[start Record extracts]
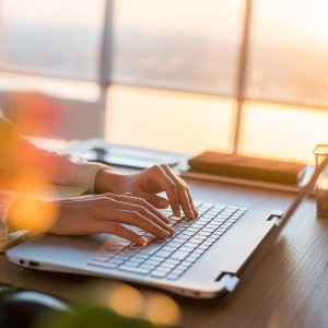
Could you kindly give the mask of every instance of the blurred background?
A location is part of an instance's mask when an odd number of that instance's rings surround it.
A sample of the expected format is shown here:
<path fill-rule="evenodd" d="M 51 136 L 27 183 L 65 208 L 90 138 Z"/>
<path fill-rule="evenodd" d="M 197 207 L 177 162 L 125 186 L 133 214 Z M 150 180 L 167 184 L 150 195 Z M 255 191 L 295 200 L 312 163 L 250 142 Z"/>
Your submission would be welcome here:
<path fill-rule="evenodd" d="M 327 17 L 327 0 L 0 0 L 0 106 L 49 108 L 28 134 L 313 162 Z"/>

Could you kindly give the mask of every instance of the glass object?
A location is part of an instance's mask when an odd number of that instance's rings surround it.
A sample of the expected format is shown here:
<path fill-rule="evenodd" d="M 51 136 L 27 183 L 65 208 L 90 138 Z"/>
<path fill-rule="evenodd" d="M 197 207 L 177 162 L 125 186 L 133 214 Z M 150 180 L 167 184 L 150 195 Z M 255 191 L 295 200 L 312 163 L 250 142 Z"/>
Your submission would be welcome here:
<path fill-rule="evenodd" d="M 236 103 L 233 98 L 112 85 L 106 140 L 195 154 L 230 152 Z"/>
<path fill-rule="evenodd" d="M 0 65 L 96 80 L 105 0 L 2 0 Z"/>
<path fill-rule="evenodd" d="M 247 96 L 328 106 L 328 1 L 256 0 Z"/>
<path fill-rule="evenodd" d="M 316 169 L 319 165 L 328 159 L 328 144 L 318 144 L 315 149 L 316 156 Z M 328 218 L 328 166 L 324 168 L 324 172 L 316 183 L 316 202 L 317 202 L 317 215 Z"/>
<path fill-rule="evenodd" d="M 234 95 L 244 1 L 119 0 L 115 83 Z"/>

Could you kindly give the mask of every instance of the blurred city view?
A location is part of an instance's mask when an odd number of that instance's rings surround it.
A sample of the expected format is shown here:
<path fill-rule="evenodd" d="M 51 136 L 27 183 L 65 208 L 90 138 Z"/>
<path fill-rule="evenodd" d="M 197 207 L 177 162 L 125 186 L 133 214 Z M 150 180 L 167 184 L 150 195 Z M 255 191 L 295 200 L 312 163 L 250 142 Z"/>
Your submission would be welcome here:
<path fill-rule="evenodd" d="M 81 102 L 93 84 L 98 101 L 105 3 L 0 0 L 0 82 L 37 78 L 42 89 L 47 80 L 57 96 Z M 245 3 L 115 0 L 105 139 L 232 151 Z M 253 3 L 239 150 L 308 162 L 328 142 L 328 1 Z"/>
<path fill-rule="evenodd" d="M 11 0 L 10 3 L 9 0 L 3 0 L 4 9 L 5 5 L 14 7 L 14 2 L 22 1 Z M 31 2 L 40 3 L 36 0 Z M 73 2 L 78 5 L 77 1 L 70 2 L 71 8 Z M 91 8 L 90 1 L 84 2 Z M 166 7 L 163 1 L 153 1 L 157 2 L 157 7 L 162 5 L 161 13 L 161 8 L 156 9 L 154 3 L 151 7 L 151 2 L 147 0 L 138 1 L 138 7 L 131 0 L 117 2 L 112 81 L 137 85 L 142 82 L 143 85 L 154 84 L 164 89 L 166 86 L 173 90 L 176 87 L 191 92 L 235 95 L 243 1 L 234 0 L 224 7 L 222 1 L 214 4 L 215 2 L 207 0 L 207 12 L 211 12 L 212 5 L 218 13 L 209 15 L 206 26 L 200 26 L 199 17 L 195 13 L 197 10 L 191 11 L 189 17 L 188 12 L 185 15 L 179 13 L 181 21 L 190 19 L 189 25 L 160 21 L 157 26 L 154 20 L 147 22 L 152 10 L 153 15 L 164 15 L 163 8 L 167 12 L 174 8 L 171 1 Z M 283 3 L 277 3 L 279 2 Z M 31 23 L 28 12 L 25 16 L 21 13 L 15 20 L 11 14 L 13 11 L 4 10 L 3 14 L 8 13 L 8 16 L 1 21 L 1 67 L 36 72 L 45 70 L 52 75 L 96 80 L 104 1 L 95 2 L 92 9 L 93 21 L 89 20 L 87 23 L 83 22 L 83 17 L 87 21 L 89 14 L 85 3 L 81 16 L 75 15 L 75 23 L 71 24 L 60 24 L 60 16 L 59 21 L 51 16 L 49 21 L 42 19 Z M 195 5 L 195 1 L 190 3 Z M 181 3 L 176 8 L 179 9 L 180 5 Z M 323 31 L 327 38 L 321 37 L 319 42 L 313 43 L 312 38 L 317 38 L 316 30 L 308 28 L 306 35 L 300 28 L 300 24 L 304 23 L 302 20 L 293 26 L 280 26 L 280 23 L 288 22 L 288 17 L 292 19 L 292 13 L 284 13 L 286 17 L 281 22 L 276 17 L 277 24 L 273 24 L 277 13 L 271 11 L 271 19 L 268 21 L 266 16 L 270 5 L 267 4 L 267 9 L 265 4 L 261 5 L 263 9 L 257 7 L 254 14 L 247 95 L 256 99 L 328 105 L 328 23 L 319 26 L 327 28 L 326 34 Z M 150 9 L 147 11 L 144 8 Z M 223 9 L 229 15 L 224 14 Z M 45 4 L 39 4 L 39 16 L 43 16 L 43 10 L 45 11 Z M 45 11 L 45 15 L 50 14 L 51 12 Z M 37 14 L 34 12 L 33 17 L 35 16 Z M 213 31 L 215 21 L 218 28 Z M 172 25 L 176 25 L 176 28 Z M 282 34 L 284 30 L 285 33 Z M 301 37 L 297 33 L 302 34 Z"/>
[end Record extracts]
* [Work to be completed]
Reproduce every item above word for word, leaving out the pictures.

* [Result of this exercise]
Could you kindly give the mask of every instance of the blurred background?
A location is part of an instance's mask when an odd number of that instance's rings surround it.
A sample of the expected format is shown here:
<path fill-rule="evenodd" d="M 51 136 L 27 183 L 65 208 L 90 138 Z"/>
<path fill-rule="evenodd" d="M 197 207 L 177 162 L 125 186 L 133 214 Z M 150 180 L 167 184 L 150 195 Z M 255 191 L 295 200 L 312 163 L 250 142 Z"/>
Your submission would be welcome here:
<path fill-rule="evenodd" d="M 327 17 L 327 0 L 0 0 L 0 106 L 49 108 L 28 134 L 313 162 Z"/>

Could you kindly give the mask of every instance of the glass object?
A location is part of an instance's mask when an odd number of that instance's rings surround it.
A sample of the expected format is shown here:
<path fill-rule="evenodd" d="M 51 136 L 27 183 L 65 208 L 90 138 Z"/>
<path fill-rule="evenodd" d="M 197 207 L 177 162 L 125 186 L 133 214 Z M 150 180 L 167 184 L 150 195 Z M 255 191 L 295 200 L 312 163 L 250 142 Z"/>
Your submission would be welcome here:
<path fill-rule="evenodd" d="M 236 103 L 233 98 L 112 85 L 106 140 L 195 154 L 230 152 Z"/>
<path fill-rule="evenodd" d="M 0 65 L 96 80 L 105 0 L 2 0 Z"/>
<path fill-rule="evenodd" d="M 247 96 L 328 106 L 328 1 L 256 0 Z"/>
<path fill-rule="evenodd" d="M 316 169 L 319 165 L 328 159 L 328 144 L 318 144 L 315 149 L 316 156 Z M 328 218 L 328 166 L 324 168 L 324 172 L 316 183 L 316 202 L 317 202 L 317 215 Z"/>
<path fill-rule="evenodd" d="M 234 95 L 244 1 L 119 0 L 115 83 Z"/>

Could you kindly give the mask of every instance of the blurred city view?
A location is part of an instance's mask when an odd number of that instance's rings surround it.
A sample of the expected format is shown here:
<path fill-rule="evenodd" d="M 51 136 L 27 183 L 65 208 L 90 138 Z"/>
<path fill-rule="evenodd" d="M 197 207 L 177 162 L 125 186 L 133 214 Z M 150 180 L 167 184 L 150 195 Z M 255 191 L 295 200 L 312 163 L 250 142 Z"/>
Your submission would be welcome here:
<path fill-rule="evenodd" d="M 81 102 L 93 84 L 98 101 L 105 3 L 0 0 L 0 82 L 37 78 L 42 89 L 47 80 L 57 96 Z M 245 3 L 115 0 L 105 139 L 232 151 Z M 253 3 L 239 150 L 308 162 L 328 142 L 328 1 Z"/>
<path fill-rule="evenodd" d="M 11 0 L 10 3 L 9 0 L 3 0 L 4 9 L 5 5 L 14 7 L 14 2 L 22 1 Z M 31 2 L 40 3 L 36 0 Z M 73 2 L 78 5 L 77 1 L 70 2 L 71 8 Z M 91 8 L 90 1 L 84 2 Z M 166 7 L 163 1 L 153 1 L 157 2 L 157 7 L 162 5 L 161 13 L 161 8 L 156 9 L 154 3 L 151 7 L 151 2 L 147 0 L 138 1 L 138 7 L 131 0 L 117 2 L 112 81 L 137 85 L 142 82 L 143 85 L 154 84 L 164 89 L 166 86 L 173 90 L 176 87 L 191 92 L 235 95 L 243 1 L 234 0 L 224 7 L 222 1 L 214 4 L 215 2 L 207 0 L 207 12 L 211 12 L 212 5 L 218 13 L 209 15 L 206 26 L 200 26 L 199 17 L 195 13 L 197 10 L 191 11 L 189 17 L 188 12 L 185 15 L 179 13 L 181 21 L 190 19 L 189 25 L 160 21 L 157 26 L 154 20 L 147 22 L 152 10 L 153 15 L 164 15 L 163 8 L 167 12 L 174 8 L 171 1 Z M 283 3 L 277 3 L 279 2 Z M 31 23 L 28 12 L 25 16 L 21 13 L 15 20 L 11 14 L 13 11 L 4 10 L 3 14 L 8 13 L 8 16 L 1 21 L 1 67 L 36 72 L 45 70 L 52 75 L 96 80 L 104 1 L 95 2 L 92 9 L 93 21 L 89 20 L 87 23 L 83 22 L 83 17 L 87 21 L 89 14 L 85 3 L 81 16 L 75 15 L 75 23 L 71 24 L 60 24 L 60 16 L 59 21 L 51 16 L 49 21 L 42 19 Z M 195 5 L 195 1 L 190 3 Z M 181 3 L 176 8 L 179 9 L 180 5 Z M 323 31 L 327 38 L 321 37 L 319 42 L 313 43 L 312 38 L 317 38 L 316 30 L 308 28 L 306 35 L 300 28 L 300 24 L 304 23 L 302 20 L 293 26 L 280 26 L 280 23 L 288 22 L 288 17 L 292 19 L 292 13 L 284 13 L 286 17 L 281 22 L 276 17 L 277 24 L 273 24 L 277 13 L 271 11 L 271 19 L 268 21 L 266 16 L 270 5 L 267 4 L 267 9 L 265 4 L 261 5 L 263 9 L 257 7 L 254 14 L 247 95 L 256 99 L 328 105 L 328 23 L 319 26 L 327 28 L 326 34 Z M 150 9 L 147 11 L 144 8 Z M 223 9 L 229 15 L 224 14 Z M 45 4 L 39 4 L 39 16 L 43 16 L 43 10 L 45 11 Z M 45 11 L 45 15 L 50 14 L 51 12 Z M 37 14 L 34 12 L 33 17 L 35 16 Z M 213 31 L 215 21 L 218 28 Z M 172 25 L 176 25 L 176 28 Z M 282 34 L 284 30 L 285 33 Z M 301 37 L 297 33 L 302 34 Z"/>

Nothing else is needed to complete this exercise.